Selected passage →

--------

The astronauts were cheered again as they stepped onto the deck of the recovery ship.
First out was Hayely Arceneaux, 29, a physician assistant at St. Jude Children's Research Center in Tennessee, a childhood bone cancer survivor herself who became the youngest person ever reach Earth orbit on the Inspiration4 mission.
She was followed in rapid succession by geoscientist and former NASA astronaut candidate Sian Proctor, 51, aerospace data engineer and Air Force veteran Chris Sembroski, 42, and finally the crew's billionaire benefactor and "mission commander" Jared Isaacman, 38.
SpaceX supplied the spacecraft, launched it from Florida and flew it from the company's suburban Los Angeles headquarters.
The Inspiration4 team blasted off on Wednesday from the Kennedy Space Centre in Cape Canaveral atop one of SpaceX's two-stage reusable Falcon 9 rockets.

--------

What this exercise asks →
1 – Rewrite the passage on the Inspiration4 crew's return between "First out was" and "Falcon 9 rockets.", inclusive, substituting "capsule" for "spacecraft".
2 – According to the passage on the Inspiration4 crew's return, from which launch site and on what rocket did the team blast off?

--------

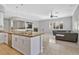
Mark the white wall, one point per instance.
(44, 25)
(75, 22)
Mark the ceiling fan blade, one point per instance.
(55, 16)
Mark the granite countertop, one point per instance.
(23, 33)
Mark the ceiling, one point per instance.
(39, 11)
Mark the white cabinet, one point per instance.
(35, 45)
(4, 38)
(27, 45)
(1, 37)
(21, 44)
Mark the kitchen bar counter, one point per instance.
(26, 34)
(25, 42)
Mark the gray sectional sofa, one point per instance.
(65, 35)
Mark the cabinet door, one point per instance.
(1, 37)
(35, 45)
(6, 38)
(14, 41)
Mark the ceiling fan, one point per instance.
(51, 15)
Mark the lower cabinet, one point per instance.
(4, 38)
(1, 37)
(27, 45)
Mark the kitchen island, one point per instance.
(26, 43)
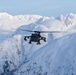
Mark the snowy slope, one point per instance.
(56, 56)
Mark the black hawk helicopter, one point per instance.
(36, 37)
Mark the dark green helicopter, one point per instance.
(36, 37)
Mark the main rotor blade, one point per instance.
(26, 30)
(49, 31)
(40, 31)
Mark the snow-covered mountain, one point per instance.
(55, 57)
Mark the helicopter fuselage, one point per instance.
(35, 38)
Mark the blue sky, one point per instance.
(39, 7)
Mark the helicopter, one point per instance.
(36, 37)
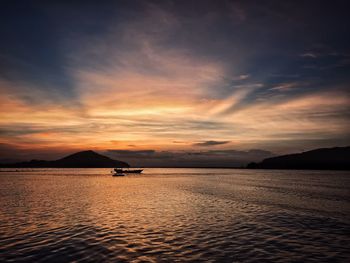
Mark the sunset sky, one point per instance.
(157, 79)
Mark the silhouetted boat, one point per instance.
(121, 172)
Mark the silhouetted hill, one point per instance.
(85, 159)
(337, 158)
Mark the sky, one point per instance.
(157, 82)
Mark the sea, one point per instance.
(174, 215)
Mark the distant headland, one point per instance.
(337, 158)
(84, 159)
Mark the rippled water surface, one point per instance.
(167, 215)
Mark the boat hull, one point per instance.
(121, 171)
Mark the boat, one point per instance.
(121, 172)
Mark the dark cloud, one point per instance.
(210, 143)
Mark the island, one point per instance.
(337, 158)
(84, 159)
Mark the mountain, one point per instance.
(337, 158)
(84, 159)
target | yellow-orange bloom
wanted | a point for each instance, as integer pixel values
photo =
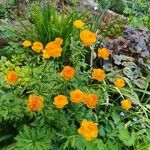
(67, 73)
(126, 104)
(87, 37)
(37, 47)
(35, 103)
(79, 24)
(88, 129)
(52, 49)
(91, 100)
(60, 101)
(58, 41)
(76, 96)
(26, 43)
(98, 74)
(11, 77)
(103, 53)
(119, 82)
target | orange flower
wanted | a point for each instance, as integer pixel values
(11, 77)
(79, 24)
(91, 100)
(67, 73)
(98, 74)
(37, 47)
(58, 41)
(35, 103)
(120, 83)
(88, 129)
(87, 37)
(60, 101)
(76, 96)
(52, 49)
(126, 104)
(103, 53)
(27, 43)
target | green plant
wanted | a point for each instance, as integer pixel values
(33, 139)
(37, 107)
(3, 11)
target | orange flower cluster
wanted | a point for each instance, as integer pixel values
(98, 74)
(91, 100)
(11, 77)
(87, 37)
(119, 82)
(37, 47)
(67, 73)
(77, 96)
(79, 24)
(35, 103)
(60, 101)
(103, 53)
(88, 129)
(126, 104)
(52, 49)
(27, 43)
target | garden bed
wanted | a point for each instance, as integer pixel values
(71, 82)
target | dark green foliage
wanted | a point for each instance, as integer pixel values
(33, 139)
(3, 11)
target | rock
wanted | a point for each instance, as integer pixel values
(88, 4)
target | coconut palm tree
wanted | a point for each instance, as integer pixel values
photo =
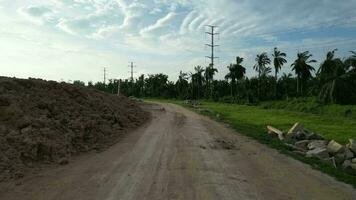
(236, 72)
(209, 77)
(278, 61)
(350, 62)
(302, 69)
(197, 79)
(331, 71)
(261, 61)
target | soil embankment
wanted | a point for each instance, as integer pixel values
(45, 122)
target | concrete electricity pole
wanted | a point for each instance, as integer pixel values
(212, 45)
(132, 71)
(118, 87)
(104, 76)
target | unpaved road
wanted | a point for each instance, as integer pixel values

--------

List of answers →
1 –
First out was Hayely Arceneaux, 29, a physician assistant at St. Jude Children's Research Center in Tennessee, a childhood bone cancer survivor herself who became the youngest person ever reach Earth orbit on the Inspiration4 mission.
She was followed in rapid succession by geoscientist and former NASA astronaut candidate Sian Proctor, 51, aerospace data engineer and Air Force veteran Chris Sembroski, 42, and finally the crew's billionaire benefactor and "mission commander" Jared Isaacman, 38.
SpaceX supplied the capsule, launched it from Florida and flew it from the company's suburban Los Angeles headquarters.
The Inspiration4 team blasted off on Wednesday from the Kennedy Space Centre in Cape Canaveral atop one of SpaceX's two-stage reusable Falcon 9 rockets.

2 – From the Kennedy Space Centre in Cape Canaveral, atop one of SpaceX's two-stage reusable Falcon 9 rockets.